• _Given exercise_: Please quote the lines below word for word, starting at the very first line and ending at the line that contains "(1033, 249)", with both of those lines included.

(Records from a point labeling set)
···

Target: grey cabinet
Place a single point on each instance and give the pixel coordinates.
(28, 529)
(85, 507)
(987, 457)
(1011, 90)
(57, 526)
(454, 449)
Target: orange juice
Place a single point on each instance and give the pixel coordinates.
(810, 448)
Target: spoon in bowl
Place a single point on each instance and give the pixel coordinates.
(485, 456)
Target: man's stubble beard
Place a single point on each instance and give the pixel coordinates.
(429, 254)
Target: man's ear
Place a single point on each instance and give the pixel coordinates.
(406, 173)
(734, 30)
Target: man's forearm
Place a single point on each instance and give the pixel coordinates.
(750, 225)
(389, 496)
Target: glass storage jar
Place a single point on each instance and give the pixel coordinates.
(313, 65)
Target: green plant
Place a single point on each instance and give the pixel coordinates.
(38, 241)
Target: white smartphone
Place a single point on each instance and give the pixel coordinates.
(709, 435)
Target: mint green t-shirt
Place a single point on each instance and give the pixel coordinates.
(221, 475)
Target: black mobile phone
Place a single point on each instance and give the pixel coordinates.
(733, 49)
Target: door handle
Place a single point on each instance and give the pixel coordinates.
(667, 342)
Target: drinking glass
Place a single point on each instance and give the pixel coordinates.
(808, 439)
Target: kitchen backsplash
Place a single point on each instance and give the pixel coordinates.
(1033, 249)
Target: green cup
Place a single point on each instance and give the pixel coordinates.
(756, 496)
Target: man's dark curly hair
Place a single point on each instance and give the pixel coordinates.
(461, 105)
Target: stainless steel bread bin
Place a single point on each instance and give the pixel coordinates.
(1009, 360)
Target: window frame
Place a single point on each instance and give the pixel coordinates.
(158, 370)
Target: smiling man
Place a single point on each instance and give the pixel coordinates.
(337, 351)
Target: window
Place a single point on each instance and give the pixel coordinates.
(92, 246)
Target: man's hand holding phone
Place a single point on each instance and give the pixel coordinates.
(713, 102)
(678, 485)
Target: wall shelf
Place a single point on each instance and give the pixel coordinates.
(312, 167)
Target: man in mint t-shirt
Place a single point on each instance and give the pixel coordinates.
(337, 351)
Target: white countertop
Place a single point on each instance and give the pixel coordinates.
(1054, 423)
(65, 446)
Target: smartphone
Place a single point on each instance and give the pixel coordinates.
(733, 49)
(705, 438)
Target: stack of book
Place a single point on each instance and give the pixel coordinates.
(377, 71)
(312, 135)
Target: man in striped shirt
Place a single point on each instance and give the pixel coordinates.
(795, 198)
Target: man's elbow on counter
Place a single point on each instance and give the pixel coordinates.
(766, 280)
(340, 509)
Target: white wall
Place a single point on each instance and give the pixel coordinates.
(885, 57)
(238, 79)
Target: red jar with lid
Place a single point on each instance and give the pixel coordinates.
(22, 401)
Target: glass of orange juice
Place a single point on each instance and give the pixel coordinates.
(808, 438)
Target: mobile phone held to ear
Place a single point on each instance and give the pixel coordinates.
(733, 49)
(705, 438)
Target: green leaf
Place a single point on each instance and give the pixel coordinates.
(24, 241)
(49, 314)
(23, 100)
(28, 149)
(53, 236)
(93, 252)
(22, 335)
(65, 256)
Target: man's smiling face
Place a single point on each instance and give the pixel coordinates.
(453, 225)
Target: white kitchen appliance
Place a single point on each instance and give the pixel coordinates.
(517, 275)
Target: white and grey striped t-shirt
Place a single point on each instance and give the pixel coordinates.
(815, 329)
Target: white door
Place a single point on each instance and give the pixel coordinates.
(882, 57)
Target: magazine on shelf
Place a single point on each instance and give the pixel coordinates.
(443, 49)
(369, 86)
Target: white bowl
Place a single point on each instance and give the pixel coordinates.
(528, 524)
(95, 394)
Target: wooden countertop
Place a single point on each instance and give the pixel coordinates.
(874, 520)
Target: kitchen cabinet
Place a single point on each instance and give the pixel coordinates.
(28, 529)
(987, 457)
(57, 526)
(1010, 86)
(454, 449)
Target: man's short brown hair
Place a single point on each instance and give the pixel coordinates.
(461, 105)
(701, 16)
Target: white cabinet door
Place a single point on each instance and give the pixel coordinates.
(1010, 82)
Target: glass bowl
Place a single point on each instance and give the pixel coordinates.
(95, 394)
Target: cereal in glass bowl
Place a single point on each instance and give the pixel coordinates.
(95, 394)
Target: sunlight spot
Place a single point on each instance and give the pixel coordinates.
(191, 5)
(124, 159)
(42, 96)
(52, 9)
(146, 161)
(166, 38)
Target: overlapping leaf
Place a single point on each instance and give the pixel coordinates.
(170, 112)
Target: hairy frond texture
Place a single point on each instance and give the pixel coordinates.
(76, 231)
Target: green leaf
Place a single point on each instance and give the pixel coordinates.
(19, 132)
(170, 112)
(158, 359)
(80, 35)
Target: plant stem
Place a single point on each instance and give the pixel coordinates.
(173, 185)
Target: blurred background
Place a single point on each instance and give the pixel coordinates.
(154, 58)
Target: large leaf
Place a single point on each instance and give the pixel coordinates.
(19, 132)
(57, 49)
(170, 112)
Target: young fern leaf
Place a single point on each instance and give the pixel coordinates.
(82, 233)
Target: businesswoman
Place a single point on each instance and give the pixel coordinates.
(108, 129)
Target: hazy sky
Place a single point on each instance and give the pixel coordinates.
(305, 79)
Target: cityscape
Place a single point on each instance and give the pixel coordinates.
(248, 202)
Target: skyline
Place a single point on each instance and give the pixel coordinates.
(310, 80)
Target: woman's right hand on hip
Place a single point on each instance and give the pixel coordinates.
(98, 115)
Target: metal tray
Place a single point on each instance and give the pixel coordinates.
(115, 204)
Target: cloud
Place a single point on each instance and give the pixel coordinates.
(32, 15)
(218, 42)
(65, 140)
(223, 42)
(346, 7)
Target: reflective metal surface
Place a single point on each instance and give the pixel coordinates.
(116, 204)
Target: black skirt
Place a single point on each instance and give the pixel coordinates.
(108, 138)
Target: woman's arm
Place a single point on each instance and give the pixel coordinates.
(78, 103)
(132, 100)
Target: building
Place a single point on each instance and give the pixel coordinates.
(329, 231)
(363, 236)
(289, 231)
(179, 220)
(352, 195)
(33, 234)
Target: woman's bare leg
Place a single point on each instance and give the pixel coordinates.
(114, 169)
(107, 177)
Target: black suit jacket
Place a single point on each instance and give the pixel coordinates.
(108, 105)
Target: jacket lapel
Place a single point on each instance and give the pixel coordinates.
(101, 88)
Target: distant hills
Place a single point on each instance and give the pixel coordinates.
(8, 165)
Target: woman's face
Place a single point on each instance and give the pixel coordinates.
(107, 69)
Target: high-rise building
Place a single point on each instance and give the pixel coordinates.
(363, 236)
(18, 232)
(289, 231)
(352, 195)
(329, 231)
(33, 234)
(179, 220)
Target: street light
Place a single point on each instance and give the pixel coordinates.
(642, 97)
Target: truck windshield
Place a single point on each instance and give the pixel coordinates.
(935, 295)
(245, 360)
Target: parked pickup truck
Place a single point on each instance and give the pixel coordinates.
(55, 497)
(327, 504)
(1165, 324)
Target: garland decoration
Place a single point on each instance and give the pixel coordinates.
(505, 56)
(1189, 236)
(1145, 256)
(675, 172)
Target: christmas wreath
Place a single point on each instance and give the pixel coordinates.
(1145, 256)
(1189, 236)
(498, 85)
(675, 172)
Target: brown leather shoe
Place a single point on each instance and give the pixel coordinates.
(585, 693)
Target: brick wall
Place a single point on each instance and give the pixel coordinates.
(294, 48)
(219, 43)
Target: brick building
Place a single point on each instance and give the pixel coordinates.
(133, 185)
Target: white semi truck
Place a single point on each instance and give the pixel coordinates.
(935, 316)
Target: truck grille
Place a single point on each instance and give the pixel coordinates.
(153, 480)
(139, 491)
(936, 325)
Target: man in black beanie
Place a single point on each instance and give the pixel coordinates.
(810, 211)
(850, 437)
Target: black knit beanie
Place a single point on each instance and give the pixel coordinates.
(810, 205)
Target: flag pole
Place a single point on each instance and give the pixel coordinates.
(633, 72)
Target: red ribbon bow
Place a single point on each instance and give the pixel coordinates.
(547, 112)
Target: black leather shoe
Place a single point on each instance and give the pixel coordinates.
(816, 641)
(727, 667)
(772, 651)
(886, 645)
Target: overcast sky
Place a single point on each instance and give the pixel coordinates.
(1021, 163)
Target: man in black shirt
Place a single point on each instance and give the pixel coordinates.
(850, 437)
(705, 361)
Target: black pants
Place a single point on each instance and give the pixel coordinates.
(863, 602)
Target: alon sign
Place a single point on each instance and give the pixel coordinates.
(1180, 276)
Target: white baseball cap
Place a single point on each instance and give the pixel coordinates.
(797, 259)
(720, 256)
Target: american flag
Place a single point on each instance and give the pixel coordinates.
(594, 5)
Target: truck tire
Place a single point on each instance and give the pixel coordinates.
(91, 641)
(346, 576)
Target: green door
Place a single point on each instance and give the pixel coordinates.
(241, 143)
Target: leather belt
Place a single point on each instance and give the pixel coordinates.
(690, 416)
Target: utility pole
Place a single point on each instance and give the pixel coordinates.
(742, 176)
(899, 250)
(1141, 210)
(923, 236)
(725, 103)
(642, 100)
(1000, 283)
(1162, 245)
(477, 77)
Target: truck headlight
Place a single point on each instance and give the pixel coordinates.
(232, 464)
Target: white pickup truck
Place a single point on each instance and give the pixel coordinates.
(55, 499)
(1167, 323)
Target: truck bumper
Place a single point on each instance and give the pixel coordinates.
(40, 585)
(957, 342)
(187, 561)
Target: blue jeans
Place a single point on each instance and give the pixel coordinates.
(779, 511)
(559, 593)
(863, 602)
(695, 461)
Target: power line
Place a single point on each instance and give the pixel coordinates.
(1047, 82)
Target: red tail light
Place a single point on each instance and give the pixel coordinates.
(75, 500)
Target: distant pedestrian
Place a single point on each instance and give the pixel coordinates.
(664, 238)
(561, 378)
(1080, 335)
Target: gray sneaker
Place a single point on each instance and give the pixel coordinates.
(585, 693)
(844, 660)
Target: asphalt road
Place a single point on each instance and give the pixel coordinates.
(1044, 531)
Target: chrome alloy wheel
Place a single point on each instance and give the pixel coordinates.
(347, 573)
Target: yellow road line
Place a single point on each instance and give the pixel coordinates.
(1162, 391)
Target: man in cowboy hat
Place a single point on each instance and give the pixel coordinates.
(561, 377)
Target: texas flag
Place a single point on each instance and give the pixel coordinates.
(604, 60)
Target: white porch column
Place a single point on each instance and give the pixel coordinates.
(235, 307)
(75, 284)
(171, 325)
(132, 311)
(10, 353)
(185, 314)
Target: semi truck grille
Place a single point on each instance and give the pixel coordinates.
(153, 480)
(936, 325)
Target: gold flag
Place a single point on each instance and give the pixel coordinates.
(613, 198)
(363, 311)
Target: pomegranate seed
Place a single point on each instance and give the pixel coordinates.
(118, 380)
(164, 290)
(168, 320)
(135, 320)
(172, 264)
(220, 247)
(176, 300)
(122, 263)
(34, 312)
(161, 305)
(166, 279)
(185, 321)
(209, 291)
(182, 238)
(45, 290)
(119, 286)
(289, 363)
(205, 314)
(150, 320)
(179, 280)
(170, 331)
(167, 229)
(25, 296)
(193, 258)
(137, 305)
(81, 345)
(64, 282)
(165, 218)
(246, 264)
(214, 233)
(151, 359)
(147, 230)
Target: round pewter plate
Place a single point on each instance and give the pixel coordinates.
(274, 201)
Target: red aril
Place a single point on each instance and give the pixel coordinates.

···

• _Exercise output_:
Target: grey cabinet
Place a single point on each instance and give the pixel coordinates.
(28, 529)
(85, 507)
(987, 457)
(1011, 90)
(57, 526)
(454, 449)
Target: orange juice
Place a single point on each instance and give the pixel coordinates.
(810, 448)
Target: spoon in bowl
Place a single point on each instance and give the pixel coordinates.
(485, 456)
Target: man's stubble beard
Place a single point on each instance and give the pixel coordinates.
(429, 254)
Target: man's ear
Place a single point on each instance and give the pixel coordinates.
(406, 173)
(734, 30)
Target: man's forearm
Place a single point on each instance and give the pixel coordinates.
(750, 225)
(389, 496)
Target: glass storage jar
Place a single point on each instance and give the pixel coordinates.
(313, 65)
Target: green plant
Place a single point on each instance and give the pixel coordinates.
(38, 241)
Target: white smartphone
Place a single point on each instance and give the pixel coordinates.
(709, 435)
Target: mint green t-shirt
Place a single point on each instance and give the pixel coordinates.
(221, 475)
Target: black mobile phone
Place a single point on each instance and give the pixel coordinates.
(733, 49)
Target: door handle
Place a single point on each instance and give the pixel coordinates.
(667, 342)
Target: drinking glass
Place a single point on each instance and give the pixel coordinates.
(808, 439)
Target: kitchen backsplash
Place a single point on each instance and give the pixel coordinates.
(1033, 249)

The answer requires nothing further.